Written problem ▸ Reproduce the following lines word for word, keeping every character, bracket, and line break unchanged.

Record list ▸
———

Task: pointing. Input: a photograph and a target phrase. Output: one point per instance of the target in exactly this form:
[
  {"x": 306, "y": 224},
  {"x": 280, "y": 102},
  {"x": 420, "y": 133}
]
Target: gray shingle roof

———

Result of this task ▸
Task: pointing. Input: a photograph and a target phrase. Output: one point per instance of the target in exactly this form:
[
  {"x": 306, "y": 224},
  {"x": 280, "y": 102},
  {"x": 420, "y": 133}
]
Target: gray shingle roof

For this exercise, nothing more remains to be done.